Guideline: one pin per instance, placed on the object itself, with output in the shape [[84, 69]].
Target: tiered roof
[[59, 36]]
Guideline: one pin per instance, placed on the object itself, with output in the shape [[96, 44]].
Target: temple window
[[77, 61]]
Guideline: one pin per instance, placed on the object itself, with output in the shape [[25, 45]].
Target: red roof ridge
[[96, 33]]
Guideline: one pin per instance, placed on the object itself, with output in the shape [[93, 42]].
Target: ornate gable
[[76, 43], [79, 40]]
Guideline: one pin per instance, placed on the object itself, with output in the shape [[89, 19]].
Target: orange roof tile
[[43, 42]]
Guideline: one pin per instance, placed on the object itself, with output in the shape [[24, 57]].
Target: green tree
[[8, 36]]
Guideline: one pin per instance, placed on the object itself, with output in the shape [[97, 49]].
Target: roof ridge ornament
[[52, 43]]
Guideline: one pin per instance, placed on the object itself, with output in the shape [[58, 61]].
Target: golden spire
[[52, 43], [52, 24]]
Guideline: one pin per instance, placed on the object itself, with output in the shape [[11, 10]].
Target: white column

WHAT YOU ARE ASKED TO DO: Across the entries, state how many lines contain "itself", giving the number only.

RESULT BELOW: 9